** Task prompt **
Count the lines in the listing below that contain the word "adult", treating uppercase and lowercase letters as distinct. Give only the number.

** Materials provided **
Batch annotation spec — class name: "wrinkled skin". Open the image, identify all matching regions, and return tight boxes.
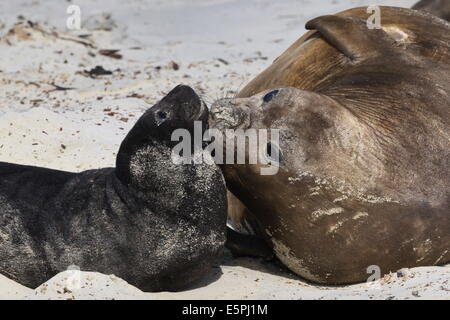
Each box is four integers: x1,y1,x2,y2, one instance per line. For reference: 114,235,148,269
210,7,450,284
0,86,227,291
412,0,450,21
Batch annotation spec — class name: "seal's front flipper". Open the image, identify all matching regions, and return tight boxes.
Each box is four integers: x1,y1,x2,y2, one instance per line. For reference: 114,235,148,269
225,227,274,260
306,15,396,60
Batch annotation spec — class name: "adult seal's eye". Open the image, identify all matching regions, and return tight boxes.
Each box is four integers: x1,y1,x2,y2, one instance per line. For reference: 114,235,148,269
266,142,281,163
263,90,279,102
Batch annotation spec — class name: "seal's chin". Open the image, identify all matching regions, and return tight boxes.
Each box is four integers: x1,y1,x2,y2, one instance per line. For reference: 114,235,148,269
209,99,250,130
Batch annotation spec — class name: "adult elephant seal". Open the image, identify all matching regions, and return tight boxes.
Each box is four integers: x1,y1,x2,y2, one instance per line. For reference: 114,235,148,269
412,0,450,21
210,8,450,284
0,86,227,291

--

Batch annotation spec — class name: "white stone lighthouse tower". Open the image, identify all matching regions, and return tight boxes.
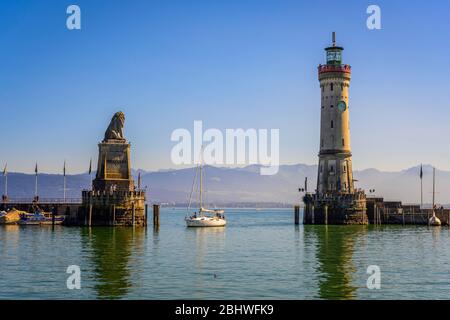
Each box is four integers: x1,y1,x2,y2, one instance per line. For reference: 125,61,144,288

** Written answer **
2